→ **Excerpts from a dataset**
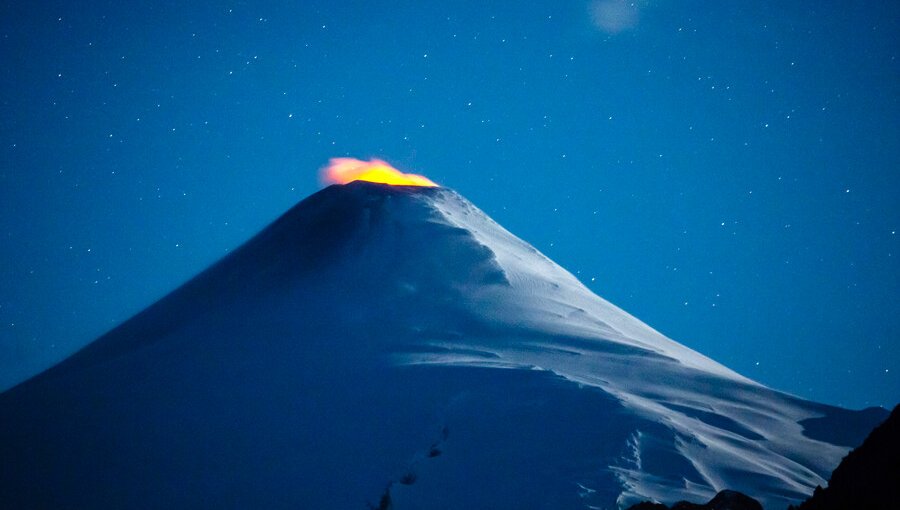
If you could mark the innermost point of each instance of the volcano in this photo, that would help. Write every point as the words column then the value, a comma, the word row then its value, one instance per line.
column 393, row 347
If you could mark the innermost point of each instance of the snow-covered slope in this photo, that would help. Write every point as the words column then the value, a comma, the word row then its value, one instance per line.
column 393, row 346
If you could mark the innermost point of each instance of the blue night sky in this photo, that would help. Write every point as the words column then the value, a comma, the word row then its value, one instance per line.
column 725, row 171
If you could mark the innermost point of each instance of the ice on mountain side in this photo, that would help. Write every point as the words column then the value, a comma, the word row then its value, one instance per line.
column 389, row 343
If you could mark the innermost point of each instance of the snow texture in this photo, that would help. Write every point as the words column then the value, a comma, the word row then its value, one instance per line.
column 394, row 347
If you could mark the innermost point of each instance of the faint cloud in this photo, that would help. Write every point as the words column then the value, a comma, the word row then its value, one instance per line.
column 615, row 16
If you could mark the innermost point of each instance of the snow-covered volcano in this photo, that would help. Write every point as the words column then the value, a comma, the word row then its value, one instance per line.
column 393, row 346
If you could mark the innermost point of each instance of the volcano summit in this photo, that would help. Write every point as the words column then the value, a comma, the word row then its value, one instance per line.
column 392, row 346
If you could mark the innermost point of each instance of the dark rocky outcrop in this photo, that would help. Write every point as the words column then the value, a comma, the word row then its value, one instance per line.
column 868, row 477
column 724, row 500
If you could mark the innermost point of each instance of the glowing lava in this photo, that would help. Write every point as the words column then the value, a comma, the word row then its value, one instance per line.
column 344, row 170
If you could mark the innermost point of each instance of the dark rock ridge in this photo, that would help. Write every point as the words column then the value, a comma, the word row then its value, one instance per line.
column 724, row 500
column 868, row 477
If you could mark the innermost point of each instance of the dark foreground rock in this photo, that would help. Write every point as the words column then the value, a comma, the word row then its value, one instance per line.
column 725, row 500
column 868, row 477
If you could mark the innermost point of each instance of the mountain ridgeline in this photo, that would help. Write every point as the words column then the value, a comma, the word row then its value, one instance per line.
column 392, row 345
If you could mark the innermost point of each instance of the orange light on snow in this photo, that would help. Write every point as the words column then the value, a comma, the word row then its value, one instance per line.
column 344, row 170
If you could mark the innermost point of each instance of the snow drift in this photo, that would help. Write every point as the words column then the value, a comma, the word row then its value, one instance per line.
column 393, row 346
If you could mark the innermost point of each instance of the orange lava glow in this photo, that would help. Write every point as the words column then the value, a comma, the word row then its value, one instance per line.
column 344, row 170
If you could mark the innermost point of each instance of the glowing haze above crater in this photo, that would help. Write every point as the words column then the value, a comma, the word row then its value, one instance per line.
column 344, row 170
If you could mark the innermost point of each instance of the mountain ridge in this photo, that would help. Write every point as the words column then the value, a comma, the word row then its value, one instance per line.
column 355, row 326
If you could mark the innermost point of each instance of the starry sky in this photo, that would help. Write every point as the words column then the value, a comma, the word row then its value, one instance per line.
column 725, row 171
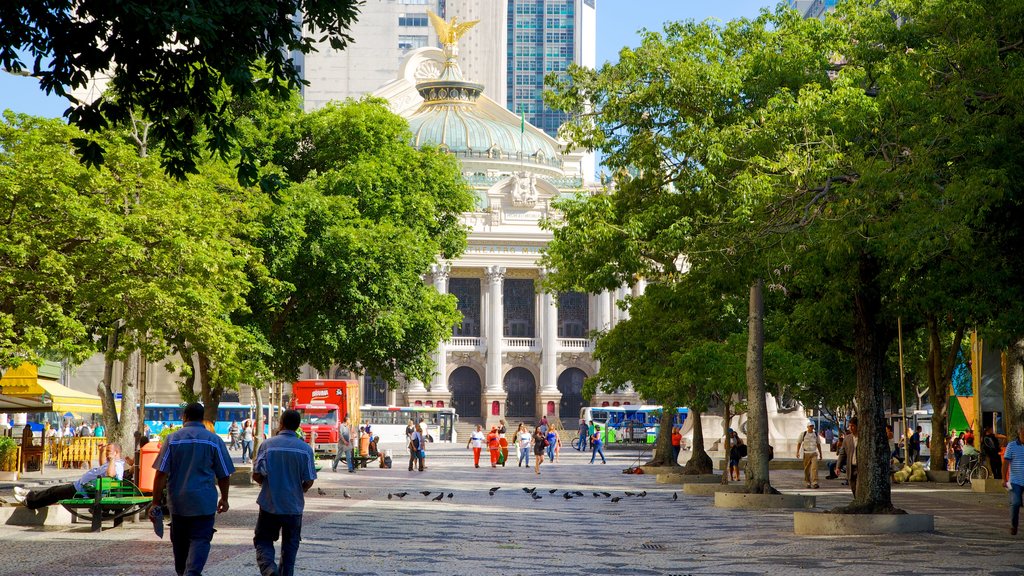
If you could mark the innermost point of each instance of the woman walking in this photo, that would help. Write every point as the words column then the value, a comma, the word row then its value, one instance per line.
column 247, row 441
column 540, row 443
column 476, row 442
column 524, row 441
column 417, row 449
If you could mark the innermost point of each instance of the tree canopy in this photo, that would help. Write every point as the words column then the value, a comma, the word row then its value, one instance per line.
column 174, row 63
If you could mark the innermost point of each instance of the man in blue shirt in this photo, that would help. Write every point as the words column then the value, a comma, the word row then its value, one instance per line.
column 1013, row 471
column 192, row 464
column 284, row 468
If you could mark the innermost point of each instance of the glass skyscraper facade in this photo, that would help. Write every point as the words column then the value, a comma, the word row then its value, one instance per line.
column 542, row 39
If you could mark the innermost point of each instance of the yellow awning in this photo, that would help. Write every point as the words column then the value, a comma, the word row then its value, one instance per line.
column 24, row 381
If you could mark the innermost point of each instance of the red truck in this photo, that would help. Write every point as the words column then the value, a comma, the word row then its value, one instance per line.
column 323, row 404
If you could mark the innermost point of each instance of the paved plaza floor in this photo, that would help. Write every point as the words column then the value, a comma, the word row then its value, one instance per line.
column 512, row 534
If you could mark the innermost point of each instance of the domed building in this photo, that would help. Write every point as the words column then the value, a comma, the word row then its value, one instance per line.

→ **Instructions to follow**
Make a verbatim copy of all the entries and strip out the pictures.

→ **Task output**
If you could mark the innermost point of each instance of the volcano in this photo, that would help. Write every point as the words column then the value, a comma, the word row then its value, one instance per line.
column 393, row 347
If you could mark the innermost point of each instance of the snow-covered slope in this photo, that would help. Write every point as the words column then the value, a comma, the word row then its value, one instance per line.
column 393, row 346
If you could mark the innermost point of each instance of the blue night sky in this photo, that would help. Write every point as the words column then the value, a comma, the word row then its value, one instance per line.
column 725, row 171
If you could mark the innermost point of each instance of the ice on mountain side in this photo, that would help. Write every point as the words column then the value, a comma, the word row then its value, one instance per line.
column 389, row 343
If you could mark the innermost point of each instance of the snow texture in this photo, that would help. Write every point as the words column then the value, a comma, the word row then its value, one instance per line.
column 394, row 347
If you could mark the innermost point of each instance of the faint cloud in this photo, that would help. Write every point as the words column then the value, a comma, the word row then its value, one instance per line.
column 615, row 16
If you could mark the innermost point of each instance of the snow-covered volcano in this photo, that would help. Write every point as the words column then the value, a comma, the word row then its value, one instance per line.
column 393, row 346
If you could mark the innermost point of each instance of the volcano summit in this photo, that would help. Write every point as the words column then the value, a comma, the word row then its value, one instance per line.
column 392, row 346
If you could mark the innermost point of each instance of the dark rocky outcrop in this photo, that would help. Write every point as the words column then the value, a comma, the word row then its value, one instance per line.
column 868, row 477
column 724, row 500
If you could mark the innermost point of each instance of the glowing lava in this photo, that would help. Write every point as the words column then the value, a comma, the word row then its value, one instance per line.
column 344, row 170
If you could mark the innermost point of each instance of the dark rock ridge in this photo, that would help. Write every point as the words column then the value, a comma, the word row then its value, one instance per line.
column 724, row 500
column 868, row 477
If you could mark the innermost point of each instance of the dark foreground rock in this photo, that would help. Write every point as the words column then the value, a comma, the word row then its value, one instance per line.
column 725, row 500
column 868, row 477
If you could mark the innermost point of each instance of the mountain ridgeline in this photo, that would help. Write every point as the words column then the value, a comma, the word row then its value, one instance per line.
column 392, row 345
If you could mark the innermost point of each instance of the orange light on snow in this photo, that would help. Write every point as the words column then the value, a comma, the word row then its value, one instance per line.
column 344, row 170
If you could mark the innermost point of each instance of the snow drift in this photo, that would help. Write every point as the words column then the value, a comma, the word row then its value, one instance per line.
column 393, row 346
If you could mark the innermost point of each instance of the orange lava glow in this photo, that would help. Write every point as the words column then the value, a comma, the word row then its value, one instance per line.
column 344, row 170
If you could mark the innermost point of each instance of the glowing haze above crater in this photo, that would help. Write every point as the words column then the value, a comma, the word row then its value, one instance per line.
column 344, row 170
If you could mark the innermost point of each instance of the mountain ridge in this photo, that would help. Write every point as the words column then the value, a comma, the word row then its value, one instance per line.
column 355, row 326
If you could mark the innermost point of each instance of the starry sky in this photo, that would help. Write every point as the words column then the value, a comma, the word row then its value, one instance per line.
column 725, row 171
If you could mark the innermost point of each instance of the woman walking in this photo, that would help. Write every point as the words column then the value, a comma, the word row then its value, one instance per line.
column 247, row 441
column 540, row 443
column 476, row 442
column 524, row 441
column 417, row 449
If you could mark the innermost point of each instance of the tree canopy in this photo, that would help. Write every point as the words column then the value, a comma, the word row then its value, one instance per line.
column 174, row 63
If you could mark the innermost point of each instance of the man in blue shirt in this photo, that would help. Write every point as the words column then the value, a comma, the word row then its value, one instance per line.
column 1013, row 471
column 192, row 464
column 284, row 468
If you could mark the innermost point of each instance of the glass skyscraper facade in this photo, that would help. Write every point as the words column then the value, a comma, the word row then its value, one instance per line.
column 542, row 39
If you could mark the innermost point of each instance of the yellow awning in this photo, that would help. Write every point as the words column then the value, a comma, the word row then its value, one instance per line.
column 24, row 381
If you could mark the innermost point of each instance of the red truck in this photo, that would help. Write every point as the words column then the value, a comma, the word row then its value, one instance per line.
column 323, row 404
If you could mark the innermost point of each instance of the paved plaza floor in this photo, that would help. Write every point as the words column then the value, a comma, the word row then its value, one instance per line.
column 512, row 534
If you could mark the innermost point of each instance of the domed building in this photo, that would help. Write every point as the words column then the value, a comma, the word row then its value, one instance per line.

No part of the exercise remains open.